→ What the task asks: Using the data that follows, return exactly the lines from the one that contains "Phrase -- blurred crowd in background" through the one that contains "Phrase -- wrist", ends included.

→ Information supplied:
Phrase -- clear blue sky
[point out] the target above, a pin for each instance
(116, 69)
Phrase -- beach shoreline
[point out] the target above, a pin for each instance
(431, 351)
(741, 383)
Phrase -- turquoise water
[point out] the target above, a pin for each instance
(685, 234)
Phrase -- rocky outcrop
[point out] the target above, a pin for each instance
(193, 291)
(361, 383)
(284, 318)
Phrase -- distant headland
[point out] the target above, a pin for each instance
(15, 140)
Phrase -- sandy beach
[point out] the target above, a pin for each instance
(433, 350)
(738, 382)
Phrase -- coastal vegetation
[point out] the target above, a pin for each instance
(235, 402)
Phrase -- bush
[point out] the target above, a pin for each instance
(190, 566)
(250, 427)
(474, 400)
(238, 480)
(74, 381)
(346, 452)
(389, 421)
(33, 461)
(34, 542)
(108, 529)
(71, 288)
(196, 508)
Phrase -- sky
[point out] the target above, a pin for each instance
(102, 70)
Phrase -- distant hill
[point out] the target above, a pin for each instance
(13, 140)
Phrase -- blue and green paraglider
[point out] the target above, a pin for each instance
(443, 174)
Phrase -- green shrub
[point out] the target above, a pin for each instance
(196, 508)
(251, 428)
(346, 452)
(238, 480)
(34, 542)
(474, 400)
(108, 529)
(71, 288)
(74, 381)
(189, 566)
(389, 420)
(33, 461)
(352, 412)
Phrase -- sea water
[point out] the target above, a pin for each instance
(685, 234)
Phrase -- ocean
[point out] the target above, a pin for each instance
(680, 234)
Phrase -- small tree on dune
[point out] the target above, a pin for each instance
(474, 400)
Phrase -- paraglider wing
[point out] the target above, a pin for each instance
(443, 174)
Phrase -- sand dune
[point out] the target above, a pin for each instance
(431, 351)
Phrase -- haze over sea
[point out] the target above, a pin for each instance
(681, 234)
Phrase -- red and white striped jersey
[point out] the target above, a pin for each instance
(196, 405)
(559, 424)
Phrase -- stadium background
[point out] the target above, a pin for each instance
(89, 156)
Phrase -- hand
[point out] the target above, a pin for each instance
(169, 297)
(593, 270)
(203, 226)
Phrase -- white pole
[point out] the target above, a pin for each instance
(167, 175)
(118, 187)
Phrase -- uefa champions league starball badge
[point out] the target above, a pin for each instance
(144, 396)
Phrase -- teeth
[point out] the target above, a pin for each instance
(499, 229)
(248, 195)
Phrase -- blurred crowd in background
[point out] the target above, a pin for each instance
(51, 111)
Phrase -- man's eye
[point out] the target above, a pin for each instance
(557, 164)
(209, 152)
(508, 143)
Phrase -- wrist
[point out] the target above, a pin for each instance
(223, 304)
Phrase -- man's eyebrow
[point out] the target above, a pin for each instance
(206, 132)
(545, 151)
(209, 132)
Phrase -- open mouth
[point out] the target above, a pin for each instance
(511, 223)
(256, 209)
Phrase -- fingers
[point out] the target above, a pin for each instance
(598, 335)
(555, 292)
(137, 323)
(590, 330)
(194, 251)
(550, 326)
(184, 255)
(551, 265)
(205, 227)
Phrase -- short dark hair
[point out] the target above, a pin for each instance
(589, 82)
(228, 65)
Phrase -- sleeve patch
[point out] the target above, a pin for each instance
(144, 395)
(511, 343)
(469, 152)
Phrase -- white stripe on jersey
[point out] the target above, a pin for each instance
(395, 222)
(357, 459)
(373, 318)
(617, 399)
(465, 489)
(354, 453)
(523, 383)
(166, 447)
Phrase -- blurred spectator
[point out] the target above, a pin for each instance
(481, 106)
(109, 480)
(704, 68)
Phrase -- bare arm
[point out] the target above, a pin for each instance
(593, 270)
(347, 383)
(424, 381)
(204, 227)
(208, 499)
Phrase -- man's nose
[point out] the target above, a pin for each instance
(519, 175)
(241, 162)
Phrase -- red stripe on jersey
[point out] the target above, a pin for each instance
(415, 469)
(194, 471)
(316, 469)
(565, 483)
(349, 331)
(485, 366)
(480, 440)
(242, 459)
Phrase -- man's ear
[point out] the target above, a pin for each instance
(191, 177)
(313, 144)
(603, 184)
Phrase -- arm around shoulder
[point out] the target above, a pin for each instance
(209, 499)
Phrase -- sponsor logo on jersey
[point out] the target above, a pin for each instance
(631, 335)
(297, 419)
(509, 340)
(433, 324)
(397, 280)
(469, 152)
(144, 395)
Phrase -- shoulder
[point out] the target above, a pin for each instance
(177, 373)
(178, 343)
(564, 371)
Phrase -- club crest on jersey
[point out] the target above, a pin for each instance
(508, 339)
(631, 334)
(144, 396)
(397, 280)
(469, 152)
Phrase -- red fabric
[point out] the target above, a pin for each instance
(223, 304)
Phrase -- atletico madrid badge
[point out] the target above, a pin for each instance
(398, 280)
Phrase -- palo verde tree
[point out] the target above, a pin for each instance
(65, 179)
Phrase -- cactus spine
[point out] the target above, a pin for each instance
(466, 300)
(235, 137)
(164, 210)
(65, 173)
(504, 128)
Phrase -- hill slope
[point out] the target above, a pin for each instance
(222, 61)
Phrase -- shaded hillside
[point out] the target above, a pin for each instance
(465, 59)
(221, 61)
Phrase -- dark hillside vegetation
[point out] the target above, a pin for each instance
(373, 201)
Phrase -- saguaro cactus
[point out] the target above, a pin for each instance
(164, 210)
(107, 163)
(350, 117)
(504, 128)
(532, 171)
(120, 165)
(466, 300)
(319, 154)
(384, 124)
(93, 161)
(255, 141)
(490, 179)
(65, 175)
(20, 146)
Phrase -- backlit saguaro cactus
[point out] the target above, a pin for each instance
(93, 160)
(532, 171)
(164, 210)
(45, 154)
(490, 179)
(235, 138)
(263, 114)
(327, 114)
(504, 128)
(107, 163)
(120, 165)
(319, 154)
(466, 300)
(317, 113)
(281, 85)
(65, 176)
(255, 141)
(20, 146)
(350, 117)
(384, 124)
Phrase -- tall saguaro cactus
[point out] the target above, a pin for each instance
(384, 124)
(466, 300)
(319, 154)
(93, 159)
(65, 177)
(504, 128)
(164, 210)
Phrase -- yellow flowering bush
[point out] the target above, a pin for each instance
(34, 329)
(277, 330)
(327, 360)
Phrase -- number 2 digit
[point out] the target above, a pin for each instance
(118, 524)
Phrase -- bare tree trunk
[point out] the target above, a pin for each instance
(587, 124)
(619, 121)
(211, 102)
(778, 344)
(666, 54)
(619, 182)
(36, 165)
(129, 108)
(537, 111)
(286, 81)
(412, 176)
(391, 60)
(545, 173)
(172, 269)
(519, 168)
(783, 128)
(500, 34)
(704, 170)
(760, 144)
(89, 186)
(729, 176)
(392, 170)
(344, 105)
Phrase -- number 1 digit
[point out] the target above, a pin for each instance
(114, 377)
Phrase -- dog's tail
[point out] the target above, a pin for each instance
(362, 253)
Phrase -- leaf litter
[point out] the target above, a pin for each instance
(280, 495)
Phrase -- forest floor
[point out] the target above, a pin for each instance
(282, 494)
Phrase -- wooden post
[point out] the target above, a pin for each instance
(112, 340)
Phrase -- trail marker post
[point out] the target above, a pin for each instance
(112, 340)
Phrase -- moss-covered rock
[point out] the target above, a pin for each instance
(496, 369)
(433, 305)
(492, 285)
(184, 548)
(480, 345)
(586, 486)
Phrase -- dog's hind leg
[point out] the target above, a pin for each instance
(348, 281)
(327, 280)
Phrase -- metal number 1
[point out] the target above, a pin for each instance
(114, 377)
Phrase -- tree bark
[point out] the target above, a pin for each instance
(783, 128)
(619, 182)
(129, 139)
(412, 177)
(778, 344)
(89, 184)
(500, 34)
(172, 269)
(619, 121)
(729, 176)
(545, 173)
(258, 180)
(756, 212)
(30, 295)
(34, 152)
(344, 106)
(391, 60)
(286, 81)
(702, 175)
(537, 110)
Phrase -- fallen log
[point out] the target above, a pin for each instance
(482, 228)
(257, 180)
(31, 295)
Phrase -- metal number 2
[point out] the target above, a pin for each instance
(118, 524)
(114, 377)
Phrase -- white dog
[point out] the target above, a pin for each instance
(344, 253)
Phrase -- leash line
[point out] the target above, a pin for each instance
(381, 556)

→ Task answer:
Phrase -- blurred crowd in background
[point out] the target above, a pin for each instance
(51, 111)
Phrase -- man's eye
[point out] the target above, a pin for each instance
(557, 164)
(209, 152)
(508, 143)
Phrase -- wrist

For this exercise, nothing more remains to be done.